Reading passage —

I lay back on to the concrete and stretched my arms wide out the side.

Houston's night air became shockingly fickle at times, and the darkness lent an edge to the air. Cicadas' throaty songs of the day had lulled into an abrupt hush with the arrival of darkness. My fingers spread wide against the sand-papery driveway, drinking in the warmth still radiating from the day's unrelenting sun. Strategically only inches from my hand was a frosty cup of "orange julious," as Mom called it. Fresh squeezed orange juice mixed with French vanilla ice cream- the kind that had that fancy speckling through it. Beads of condensation gathered and skittered down the cup, creating a wet halo around the base of the glass. I'd sit up, take a deep swig, slowly saving the flavors on my tongue and settle back down on the driveway and loose myself in the vast canvas above.

I was not alone, all around me on the shadowy driveway were the dark forms of my siblings, and my parents too sometimes. It may have looked like a family massacre, bodies strewn outstretched like this, but we didn't care. Star gazing was our right. These evenings on the driveway were a favorite of mine. I'd feel my body relax into the concrete's warm embrace, and my eyes would peer into the vast night sky. I'm sure having been to NASA's museum and peered through a phenomenal telescope fed my curiosity of the mysterious world spread far above but only a fingerbreadth away. I'd make out as many constellations as I could and eagerly watch for a shooting star. That always felt like a little wink from God, catching one of those, because they are so easy to miss.

The sky was my first real memory of vastness.

Growing up in Texas, it was a given. Not always in the city of Houston, granted, but whenever we got out of the city and the buildings faded away into mesquite trees and tumble weed snagged in rusty barbed wire, my lungs would expand. My eyes would open wider.

Required task —
Please answer these questions from the stargazing passage:
1. What two ingredients went into the drink Mom called "orange julious"?
2. Where had the narrator peered through a telescope?
3. According to the passage, what was the sky the narrator's first real memory of?
The records that come next are separate material, unrelated to the stargazing passage.

Material supplied —
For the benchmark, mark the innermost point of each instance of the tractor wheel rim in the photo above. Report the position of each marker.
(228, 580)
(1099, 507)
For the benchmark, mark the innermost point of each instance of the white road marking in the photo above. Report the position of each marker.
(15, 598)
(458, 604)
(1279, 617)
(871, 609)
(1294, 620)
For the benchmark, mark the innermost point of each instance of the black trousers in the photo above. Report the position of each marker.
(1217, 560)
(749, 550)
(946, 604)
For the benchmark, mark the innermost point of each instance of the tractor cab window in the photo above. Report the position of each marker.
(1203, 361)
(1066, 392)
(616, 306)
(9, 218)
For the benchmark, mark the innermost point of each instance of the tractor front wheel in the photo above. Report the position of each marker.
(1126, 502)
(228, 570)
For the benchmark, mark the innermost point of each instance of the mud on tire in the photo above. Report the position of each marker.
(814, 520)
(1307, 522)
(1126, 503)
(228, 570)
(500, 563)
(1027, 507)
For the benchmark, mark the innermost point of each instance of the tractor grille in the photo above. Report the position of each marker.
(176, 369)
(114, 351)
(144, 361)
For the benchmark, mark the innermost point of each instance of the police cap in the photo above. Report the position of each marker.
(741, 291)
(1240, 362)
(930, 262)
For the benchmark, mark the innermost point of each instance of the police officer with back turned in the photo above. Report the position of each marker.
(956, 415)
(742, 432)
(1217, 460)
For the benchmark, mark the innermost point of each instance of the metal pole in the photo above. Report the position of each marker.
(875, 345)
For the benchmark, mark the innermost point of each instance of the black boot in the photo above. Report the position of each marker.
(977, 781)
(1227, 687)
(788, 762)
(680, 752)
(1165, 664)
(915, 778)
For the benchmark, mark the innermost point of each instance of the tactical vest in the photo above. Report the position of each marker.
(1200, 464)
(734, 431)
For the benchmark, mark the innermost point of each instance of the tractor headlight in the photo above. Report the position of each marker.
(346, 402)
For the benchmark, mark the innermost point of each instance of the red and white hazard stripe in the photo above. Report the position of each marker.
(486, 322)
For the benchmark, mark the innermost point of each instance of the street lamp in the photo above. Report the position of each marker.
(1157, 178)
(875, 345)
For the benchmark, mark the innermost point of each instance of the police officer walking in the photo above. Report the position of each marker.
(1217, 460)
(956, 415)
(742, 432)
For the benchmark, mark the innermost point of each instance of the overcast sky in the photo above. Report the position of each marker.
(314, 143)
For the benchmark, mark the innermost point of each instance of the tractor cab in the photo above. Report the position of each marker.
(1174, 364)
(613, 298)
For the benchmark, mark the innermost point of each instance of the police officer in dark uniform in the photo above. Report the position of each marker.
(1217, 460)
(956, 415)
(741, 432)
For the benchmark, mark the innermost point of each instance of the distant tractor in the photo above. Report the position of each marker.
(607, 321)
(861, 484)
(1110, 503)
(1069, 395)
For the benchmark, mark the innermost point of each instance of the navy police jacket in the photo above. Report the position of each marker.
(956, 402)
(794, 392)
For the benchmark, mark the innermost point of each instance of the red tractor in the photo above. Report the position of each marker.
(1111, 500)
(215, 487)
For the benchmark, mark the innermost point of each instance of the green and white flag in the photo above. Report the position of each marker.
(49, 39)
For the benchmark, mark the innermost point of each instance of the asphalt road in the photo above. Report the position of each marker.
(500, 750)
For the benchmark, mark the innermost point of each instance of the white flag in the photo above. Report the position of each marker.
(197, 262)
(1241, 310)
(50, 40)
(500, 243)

Completed exercise —
1. Fresh squeezed orange juice and French vanilla ice cream.
2. At NASA's museum.
3. Vastness.